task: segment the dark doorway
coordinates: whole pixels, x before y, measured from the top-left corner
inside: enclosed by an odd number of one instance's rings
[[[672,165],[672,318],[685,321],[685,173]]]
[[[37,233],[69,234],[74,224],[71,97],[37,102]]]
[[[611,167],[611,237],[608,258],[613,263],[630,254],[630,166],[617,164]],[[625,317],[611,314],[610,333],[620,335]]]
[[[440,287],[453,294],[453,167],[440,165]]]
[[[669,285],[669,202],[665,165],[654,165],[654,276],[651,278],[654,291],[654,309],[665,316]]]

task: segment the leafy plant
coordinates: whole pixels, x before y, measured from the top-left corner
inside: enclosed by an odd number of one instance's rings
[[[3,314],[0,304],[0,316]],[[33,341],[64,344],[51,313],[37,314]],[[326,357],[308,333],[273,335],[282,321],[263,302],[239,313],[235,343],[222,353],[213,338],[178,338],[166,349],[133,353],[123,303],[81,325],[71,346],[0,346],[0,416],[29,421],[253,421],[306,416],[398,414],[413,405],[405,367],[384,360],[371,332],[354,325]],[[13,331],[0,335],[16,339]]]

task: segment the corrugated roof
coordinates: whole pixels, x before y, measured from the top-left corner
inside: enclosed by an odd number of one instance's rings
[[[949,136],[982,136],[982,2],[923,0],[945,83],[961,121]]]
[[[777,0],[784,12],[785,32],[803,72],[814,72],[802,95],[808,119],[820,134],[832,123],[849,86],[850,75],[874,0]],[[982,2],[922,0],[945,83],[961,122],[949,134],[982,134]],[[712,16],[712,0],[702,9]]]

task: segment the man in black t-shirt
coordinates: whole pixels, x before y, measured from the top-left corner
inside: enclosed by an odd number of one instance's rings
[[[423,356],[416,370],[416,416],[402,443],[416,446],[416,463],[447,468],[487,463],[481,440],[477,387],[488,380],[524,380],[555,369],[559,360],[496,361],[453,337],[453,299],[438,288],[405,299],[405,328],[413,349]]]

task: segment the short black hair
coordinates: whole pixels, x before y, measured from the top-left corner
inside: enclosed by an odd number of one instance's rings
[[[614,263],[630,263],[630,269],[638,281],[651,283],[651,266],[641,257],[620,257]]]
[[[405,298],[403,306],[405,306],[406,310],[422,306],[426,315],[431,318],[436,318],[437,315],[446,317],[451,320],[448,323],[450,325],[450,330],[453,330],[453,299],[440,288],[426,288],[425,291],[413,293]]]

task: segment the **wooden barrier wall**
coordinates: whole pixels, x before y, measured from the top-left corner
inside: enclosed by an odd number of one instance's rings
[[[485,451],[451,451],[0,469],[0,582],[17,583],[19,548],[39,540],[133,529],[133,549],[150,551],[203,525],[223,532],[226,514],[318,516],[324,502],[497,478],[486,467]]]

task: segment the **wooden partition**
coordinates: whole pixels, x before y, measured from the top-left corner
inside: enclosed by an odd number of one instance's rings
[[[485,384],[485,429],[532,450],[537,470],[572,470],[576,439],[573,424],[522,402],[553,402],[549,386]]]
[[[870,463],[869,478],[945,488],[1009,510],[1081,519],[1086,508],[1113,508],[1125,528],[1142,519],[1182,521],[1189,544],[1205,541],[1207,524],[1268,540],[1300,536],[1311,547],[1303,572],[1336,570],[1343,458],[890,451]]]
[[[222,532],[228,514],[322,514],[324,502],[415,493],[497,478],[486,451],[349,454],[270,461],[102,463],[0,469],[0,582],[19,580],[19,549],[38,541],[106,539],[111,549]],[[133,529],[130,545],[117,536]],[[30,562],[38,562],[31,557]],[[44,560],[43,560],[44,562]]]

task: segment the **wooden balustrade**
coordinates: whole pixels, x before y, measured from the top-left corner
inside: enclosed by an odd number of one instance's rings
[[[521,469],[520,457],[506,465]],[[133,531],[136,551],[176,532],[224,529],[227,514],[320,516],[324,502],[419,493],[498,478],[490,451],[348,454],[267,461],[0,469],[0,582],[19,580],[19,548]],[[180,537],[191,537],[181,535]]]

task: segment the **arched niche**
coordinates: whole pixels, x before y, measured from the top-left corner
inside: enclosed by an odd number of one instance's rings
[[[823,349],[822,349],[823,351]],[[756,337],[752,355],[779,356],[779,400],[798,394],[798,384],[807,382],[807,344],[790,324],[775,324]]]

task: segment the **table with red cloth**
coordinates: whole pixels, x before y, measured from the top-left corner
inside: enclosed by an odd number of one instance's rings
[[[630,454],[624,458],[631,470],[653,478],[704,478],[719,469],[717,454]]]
☆ ☆ ☆
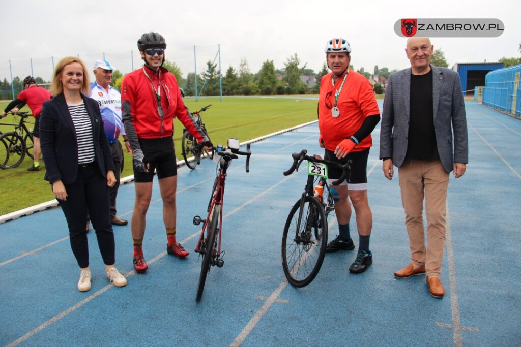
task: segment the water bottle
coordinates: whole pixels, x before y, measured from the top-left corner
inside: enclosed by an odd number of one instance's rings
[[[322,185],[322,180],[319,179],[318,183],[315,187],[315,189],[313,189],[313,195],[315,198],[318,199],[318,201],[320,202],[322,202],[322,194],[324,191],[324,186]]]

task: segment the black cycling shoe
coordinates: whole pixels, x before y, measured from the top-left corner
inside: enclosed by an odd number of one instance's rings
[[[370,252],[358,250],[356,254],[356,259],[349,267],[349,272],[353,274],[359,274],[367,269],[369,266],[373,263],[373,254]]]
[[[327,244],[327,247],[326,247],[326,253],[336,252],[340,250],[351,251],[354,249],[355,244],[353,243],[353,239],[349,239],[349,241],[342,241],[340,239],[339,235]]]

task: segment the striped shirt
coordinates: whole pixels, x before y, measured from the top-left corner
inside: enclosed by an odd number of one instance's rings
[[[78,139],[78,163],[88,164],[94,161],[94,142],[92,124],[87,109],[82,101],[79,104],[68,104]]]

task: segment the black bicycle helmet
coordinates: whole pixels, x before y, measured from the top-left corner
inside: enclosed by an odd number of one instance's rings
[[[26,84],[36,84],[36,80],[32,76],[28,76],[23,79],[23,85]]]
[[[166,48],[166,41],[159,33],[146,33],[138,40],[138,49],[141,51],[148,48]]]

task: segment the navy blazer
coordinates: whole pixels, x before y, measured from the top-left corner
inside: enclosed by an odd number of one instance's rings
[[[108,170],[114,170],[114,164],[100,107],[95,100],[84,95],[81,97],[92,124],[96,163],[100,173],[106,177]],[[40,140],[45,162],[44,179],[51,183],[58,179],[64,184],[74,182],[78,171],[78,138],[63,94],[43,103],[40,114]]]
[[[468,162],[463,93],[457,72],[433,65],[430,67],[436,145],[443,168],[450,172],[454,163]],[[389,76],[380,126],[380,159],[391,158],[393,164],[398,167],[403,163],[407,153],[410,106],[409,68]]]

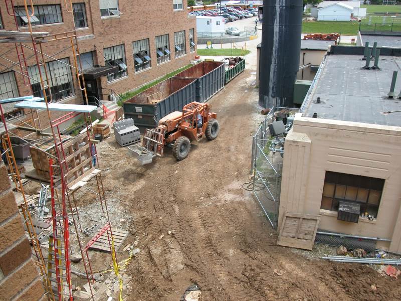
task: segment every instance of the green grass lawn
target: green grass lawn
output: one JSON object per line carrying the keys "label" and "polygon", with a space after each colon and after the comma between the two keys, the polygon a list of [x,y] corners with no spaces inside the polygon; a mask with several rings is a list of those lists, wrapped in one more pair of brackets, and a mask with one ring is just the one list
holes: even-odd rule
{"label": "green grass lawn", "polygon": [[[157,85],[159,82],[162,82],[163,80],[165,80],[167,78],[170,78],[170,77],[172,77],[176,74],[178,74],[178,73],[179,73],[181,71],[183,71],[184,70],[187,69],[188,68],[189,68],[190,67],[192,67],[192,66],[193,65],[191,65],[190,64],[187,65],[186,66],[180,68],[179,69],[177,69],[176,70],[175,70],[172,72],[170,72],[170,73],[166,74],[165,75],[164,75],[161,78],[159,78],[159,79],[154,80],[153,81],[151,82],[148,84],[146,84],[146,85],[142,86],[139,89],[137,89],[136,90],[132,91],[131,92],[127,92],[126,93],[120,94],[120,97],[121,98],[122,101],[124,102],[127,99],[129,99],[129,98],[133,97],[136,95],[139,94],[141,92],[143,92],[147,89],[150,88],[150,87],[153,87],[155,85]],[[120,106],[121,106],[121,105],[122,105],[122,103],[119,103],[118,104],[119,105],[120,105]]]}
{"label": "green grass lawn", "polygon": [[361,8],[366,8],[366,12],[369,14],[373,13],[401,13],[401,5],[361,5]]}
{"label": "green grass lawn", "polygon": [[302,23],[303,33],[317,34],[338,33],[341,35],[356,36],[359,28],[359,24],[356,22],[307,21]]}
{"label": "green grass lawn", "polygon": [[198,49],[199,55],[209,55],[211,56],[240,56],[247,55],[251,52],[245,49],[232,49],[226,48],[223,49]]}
☆ ☆ ☆
▶ **What you are asked to do**
Rescale the stretch above from the line containing "task: segment the dark doorway" through the line containing "[[[37,233],[69,234],[74,224],[71,97],[37,102]]]" by writing out every line again, requests included. Multiply each polygon coordinate in the outlines by 1.3 and round it to a whole number, rounding halves up.

▶ **Answer for this exercise**
task: segment the dark doorway
coordinates: whole pixels, x before y, measured from the top-left corner
inside: enclosed by an odd number of one instance's rings
[[[874,215],[874,413],[891,417],[891,225]]]
[[[48,303],[90,304],[96,291],[92,126],[48,133]]]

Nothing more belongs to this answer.